Exercise: Can you output all of the records below word for word, changing nothing?
--- BEGIN Items ---
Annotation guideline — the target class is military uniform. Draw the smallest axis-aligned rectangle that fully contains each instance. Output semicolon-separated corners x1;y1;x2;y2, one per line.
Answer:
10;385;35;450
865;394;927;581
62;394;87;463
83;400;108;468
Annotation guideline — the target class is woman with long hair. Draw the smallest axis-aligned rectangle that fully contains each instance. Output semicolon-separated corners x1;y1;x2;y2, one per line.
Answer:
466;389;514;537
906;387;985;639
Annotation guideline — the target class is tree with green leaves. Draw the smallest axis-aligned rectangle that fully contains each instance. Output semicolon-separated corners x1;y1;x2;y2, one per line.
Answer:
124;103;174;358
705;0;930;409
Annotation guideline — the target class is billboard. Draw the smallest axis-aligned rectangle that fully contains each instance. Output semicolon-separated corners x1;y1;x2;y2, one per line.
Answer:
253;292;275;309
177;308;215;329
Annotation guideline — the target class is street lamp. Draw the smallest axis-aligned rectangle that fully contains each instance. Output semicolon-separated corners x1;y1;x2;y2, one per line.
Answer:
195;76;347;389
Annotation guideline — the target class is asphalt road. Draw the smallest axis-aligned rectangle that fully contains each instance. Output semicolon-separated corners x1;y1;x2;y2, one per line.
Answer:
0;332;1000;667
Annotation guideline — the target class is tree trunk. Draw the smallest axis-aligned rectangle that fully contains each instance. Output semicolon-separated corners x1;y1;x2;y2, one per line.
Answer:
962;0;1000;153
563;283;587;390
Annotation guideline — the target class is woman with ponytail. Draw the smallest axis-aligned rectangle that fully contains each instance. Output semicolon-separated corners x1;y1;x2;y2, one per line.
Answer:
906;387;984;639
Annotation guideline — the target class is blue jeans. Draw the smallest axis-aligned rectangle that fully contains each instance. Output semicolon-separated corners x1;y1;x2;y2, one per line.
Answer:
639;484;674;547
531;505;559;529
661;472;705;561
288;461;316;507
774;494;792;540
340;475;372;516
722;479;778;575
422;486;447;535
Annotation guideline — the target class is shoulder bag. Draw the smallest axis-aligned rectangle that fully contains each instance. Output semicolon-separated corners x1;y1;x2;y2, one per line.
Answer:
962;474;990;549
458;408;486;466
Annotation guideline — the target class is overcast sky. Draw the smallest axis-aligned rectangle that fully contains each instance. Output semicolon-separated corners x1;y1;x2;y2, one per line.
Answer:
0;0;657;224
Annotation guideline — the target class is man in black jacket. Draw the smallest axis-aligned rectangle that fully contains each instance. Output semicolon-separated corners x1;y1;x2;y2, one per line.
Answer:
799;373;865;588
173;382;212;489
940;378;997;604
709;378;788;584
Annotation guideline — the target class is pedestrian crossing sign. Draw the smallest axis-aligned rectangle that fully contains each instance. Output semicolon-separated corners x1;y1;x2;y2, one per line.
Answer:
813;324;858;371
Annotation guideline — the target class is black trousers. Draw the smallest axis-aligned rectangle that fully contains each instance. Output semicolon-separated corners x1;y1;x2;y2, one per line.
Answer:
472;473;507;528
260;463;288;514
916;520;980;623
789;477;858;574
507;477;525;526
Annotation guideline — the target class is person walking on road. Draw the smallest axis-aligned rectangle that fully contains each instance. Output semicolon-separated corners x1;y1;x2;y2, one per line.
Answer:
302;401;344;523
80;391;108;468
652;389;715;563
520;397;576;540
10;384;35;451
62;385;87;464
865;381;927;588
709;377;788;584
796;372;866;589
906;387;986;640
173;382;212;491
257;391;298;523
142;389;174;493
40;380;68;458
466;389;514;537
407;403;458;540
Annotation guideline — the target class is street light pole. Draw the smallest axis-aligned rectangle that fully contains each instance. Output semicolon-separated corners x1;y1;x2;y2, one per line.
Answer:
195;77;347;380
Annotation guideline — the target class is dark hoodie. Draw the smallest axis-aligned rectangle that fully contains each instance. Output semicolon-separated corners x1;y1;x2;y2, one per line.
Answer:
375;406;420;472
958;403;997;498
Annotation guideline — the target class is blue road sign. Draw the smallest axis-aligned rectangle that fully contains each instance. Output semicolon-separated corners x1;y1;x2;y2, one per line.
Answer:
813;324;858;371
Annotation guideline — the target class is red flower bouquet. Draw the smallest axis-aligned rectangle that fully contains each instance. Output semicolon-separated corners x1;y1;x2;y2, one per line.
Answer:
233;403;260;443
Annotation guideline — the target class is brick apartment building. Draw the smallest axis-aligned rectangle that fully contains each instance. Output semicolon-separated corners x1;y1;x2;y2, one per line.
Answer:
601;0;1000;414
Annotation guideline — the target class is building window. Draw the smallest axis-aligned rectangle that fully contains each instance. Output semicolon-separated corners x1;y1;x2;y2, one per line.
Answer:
--- END Items ---
Reply to the exercise:
Annotation guideline — the target class is military uniform. Draw the smallest axis-aligned rectangle that fully contains each instance. Output semicolon-separated corners x1;y1;x2;y2, one per line.
Answer:
10;385;35;450
865;394;927;581
62;394;87;463
83;400;108;468
Annotation guideline — the target class is woman with long hair. Draw the smallest axis-aligned rectangle that fully contains each instance. Output semicolon-separated corners x1;y1;x2;y2, one per line.
Answer:
466;389;514;537
906;387;985;639
Annotation guideline — the target class is tree with green leaves. Draw the smallest axis-aligned rectangle that fully contains each instance. Output semicolon-separated corners x1;y1;x2;y2, one per line.
Answer:
124;103;174;358
705;0;930;409
Annotation guideline — the target class is billboard. Draw the smallest axis-aligned rectangle that fully contains each instance. Output semicolon-separated corners x1;y1;x2;y2, one per line.
Answer:
253;292;275;309
177;308;215;329
Annotation guideline — the target class is street lamp. Draw the smallest axis-aligned rectangle that fully contains each instance. Output semicolon-separated corners x1;y1;x2;y2, one per line.
Answer:
195;76;347;389
Annotation guideline — the target class is asphalt road. Draw the smallest axis-aligned rectangle that fully contains each instance. Output semicolon-separated corners x1;y1;x2;y2, one per line.
Answer:
0;332;1000;667
Annotation guideline — the target class is tree trunk. Draw the smallest axis-aligned rectangle that fully contains each instance. Output semicolon-separated corners x1;y1;x2;y2, one per line.
Answer:
962;0;1000;153
563;283;587;390
Annotation guideline — the target class is woman with ponytail. Draw the smallest axis-aligned rectangle that fully contains each instance. Output semicolon-separated corners x1;y1;x2;y2, one per line.
Answer:
906;387;984;639
Annotation guideline — the target class is blue jeans. Draw the smallest axis-aligned rectangle that fully contains each instance. Output semicolon-separated corners x1;y1;x2;y2, one per line.
Answer:
639;484;674;547
531;505;559;529
661;472;705;561
288;461;316;507
774;494;792;540
340;475;372;516
722;479;778;575
422;486;447;535
Annotation guideline — the target class is shoulder bag. Draw the smallest axis-aligned rectangle that fully contains each instance. Output semicolon-separated corners x1;y1;x2;y2, one per line.
Answer:
962;474;990;549
458;408;486;466
Annotation guideline — the target class is overcast sky. Draw the smallest axis-aligned rectangle that fully contains each instance. Output semicolon-separated corners x1;y1;x2;y2, one per line.
Answer:
0;0;657;224
Annotation guideline — the target class is man in black jacket. Draw the smallest axis-aligned rectangle that fully contains each instance. Output semicolon-separated corners x1;y1;x2;y2, one per line.
Answer:
799;373;865;588
173;382;212;489
940;378;997;604
709;378;788;584
Annotation guideline — the target class is pedestrian crossing sign. Draw the smallest axis-aligned rectangle that fully contains each instance. Output semicolon-separated corners x1;y1;x2;y2, one per line.
Answer:
813;324;858;371
Annotation guideline — the target class is black trousers. Draw the smallest axis-aligned rectangle that fully contains each instance. Output semicolon-separated corners x1;y1;x2;y2, one per line.
Answer:
472;473;507;528
260;463;288;514
916;520;980;623
789;477;858;574
507;477;525;526
Annotation guideline — the target class is person walking on road. Draw the smallest axis-aligned rectangle that fully contains each instance. Output semicolon-separated corners x1;y1;x2;y2, one per line.
Answer:
302;401;344;523
80;391;108;468
652;389;715;563
520;397;576;540
10;384;35;451
62;385;87;464
865;381;927;588
709;377;788;584
796;372;866;589
906;387;986;640
173;382;212;491
257;391;298;523
142;389;174;493
40;380;68;458
466;389;514;537
407;403;458;540
Annotation guideline — the target class is street light pole. Draw the smallest axis-aligned rectangle that fully contains each instance. Output semicolon-separated corners x1;y1;x2;y2, one per line.
Answer:
195;77;347;380
Annotation guideline — the target class is dark hoodie. Draw the smallest axis-aligned rectangle that fully contains each instance. Output semicolon-separated corners x1;y1;x2;y2, one per line.
Answer:
375;406;420;472
958;403;997;498
Annotation guideline — the target class is blue road sign. Draw the smallest axis-aligned rectangle that fully contains each instance. Output semicolon-separated corners x1;y1;x2;y2, one per line.
Answer:
813;324;858;371
Annotation guideline — the target class is red flower bouquet. Draw the smallest axis-aligned rectangle that fully contains each instance. Output semicolon-separated corners x1;y1;x2;y2, one per line.
Answer:
233;403;260;443
Annotation guideline — the target class is brick apartment building. Draw the smallest axis-aligned rectangle that fully contains each instance. Output semicolon-separated corners x1;y1;x2;y2, one per line.
Answer:
601;0;1000;414
Annotation guideline — the target class is building window. Draw the smallest axis-aligned rectangle that fully contains each instance. Output semicolon-separated corners x1;y1;x2;y2, one per line.
Answer:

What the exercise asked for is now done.